§ **Task**
Can you copy out, word for word, the lines of the material below that begin at the line containing "of the chalkboard" and stop after the line containing "x=482 y=428"?

§ **Record set**
--- --- ---

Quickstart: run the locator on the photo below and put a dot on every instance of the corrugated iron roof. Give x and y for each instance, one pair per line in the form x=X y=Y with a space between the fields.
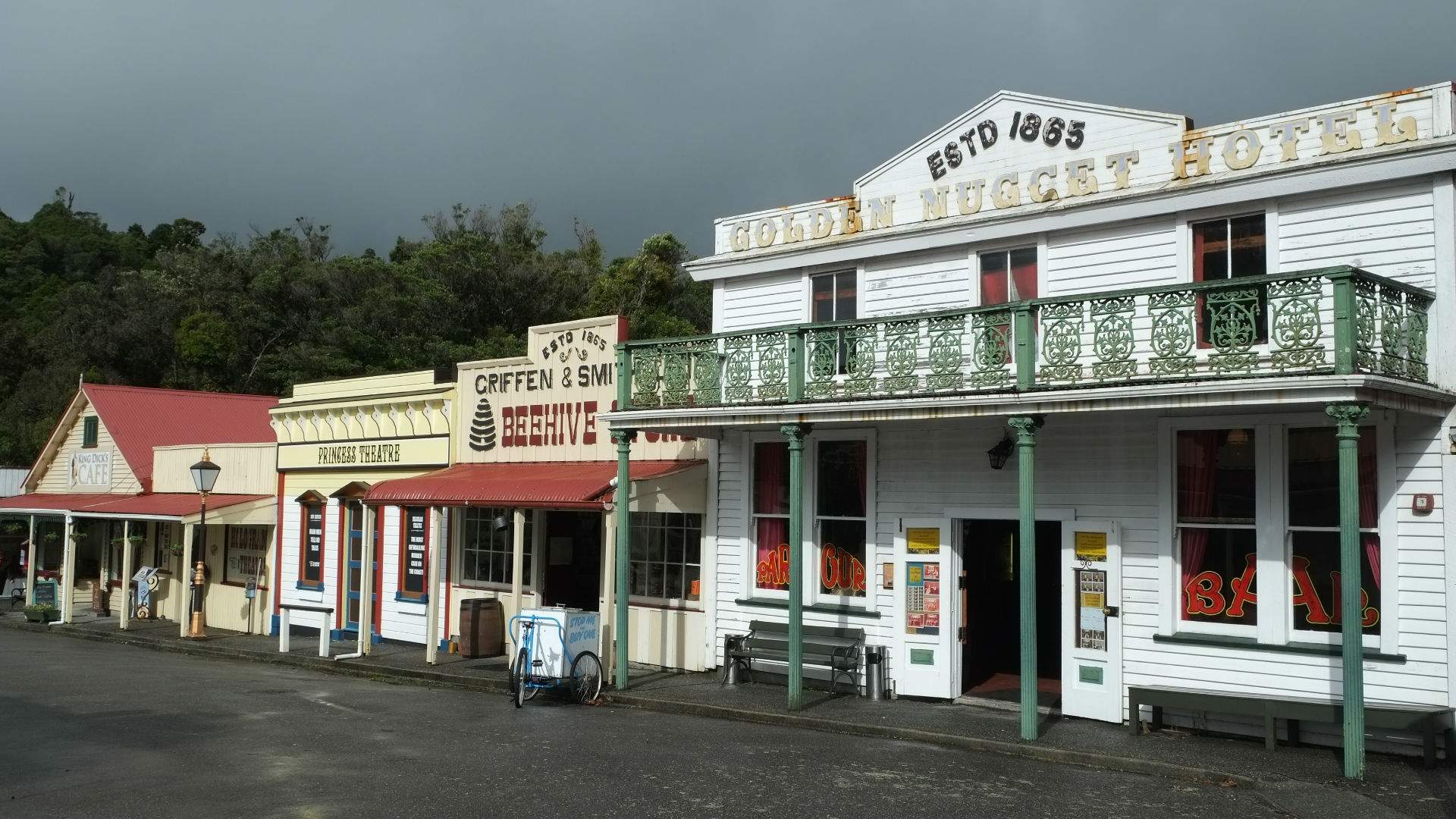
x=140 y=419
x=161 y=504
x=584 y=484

--- --- ---

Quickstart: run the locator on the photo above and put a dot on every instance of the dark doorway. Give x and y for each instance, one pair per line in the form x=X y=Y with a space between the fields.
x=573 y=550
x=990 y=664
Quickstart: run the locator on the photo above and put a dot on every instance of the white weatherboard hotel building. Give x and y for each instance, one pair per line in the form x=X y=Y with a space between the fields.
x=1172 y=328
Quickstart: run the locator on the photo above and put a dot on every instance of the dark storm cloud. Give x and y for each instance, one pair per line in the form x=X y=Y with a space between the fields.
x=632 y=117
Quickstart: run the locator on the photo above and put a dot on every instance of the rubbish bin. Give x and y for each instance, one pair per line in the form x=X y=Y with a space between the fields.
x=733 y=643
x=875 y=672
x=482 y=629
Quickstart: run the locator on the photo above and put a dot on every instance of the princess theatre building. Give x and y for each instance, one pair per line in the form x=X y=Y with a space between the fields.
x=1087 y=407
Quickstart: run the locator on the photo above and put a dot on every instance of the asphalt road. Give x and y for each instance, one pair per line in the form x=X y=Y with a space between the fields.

--- --- ---

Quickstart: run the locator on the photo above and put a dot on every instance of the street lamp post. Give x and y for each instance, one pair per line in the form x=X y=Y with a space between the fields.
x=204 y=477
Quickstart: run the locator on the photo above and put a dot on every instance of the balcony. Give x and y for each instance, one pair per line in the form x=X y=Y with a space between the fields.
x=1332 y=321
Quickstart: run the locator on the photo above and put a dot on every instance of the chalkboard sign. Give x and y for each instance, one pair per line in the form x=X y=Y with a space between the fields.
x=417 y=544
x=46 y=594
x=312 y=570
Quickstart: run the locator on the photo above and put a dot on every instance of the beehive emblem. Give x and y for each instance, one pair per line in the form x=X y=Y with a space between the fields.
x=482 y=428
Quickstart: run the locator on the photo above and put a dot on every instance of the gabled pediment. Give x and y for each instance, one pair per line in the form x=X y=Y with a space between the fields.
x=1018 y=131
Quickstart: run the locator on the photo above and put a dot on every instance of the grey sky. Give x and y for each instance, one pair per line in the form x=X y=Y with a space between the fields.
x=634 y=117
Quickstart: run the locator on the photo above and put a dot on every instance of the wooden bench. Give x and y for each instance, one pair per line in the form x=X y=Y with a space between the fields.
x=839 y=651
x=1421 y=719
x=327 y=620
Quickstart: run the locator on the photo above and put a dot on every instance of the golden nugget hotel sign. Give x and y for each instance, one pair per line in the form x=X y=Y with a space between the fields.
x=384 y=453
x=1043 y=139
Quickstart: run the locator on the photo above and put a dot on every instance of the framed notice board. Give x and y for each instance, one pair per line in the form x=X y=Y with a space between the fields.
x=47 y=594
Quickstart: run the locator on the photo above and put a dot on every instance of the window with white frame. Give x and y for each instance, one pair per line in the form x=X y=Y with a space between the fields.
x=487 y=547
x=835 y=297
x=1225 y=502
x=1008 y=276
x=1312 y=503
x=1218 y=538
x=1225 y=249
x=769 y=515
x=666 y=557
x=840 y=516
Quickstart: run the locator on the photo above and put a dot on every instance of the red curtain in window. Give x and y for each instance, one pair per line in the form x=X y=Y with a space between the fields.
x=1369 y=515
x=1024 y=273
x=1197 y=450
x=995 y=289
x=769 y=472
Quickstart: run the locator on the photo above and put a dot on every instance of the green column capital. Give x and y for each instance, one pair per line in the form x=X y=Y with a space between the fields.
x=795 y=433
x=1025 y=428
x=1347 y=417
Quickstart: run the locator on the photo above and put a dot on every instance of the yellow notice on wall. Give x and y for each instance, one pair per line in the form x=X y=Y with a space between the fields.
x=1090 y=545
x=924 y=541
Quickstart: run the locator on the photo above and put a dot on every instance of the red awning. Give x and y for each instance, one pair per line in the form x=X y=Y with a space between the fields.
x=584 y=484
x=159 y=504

--- --- ---

§ **Task response**
Quickstart: run the locator on the photo above and put a dot on every instance of the chalkboard sign. Give x and y for each instance, one pair per line in the form x=X y=Y with a space between the fields.
x=417 y=544
x=46 y=594
x=312 y=570
Quickstart: run the locator on the photo above and put a dot on every instance of the beehive emblem. Give x and y for each instance, one pair per line in the form x=X y=Y with a space between the fields.
x=482 y=428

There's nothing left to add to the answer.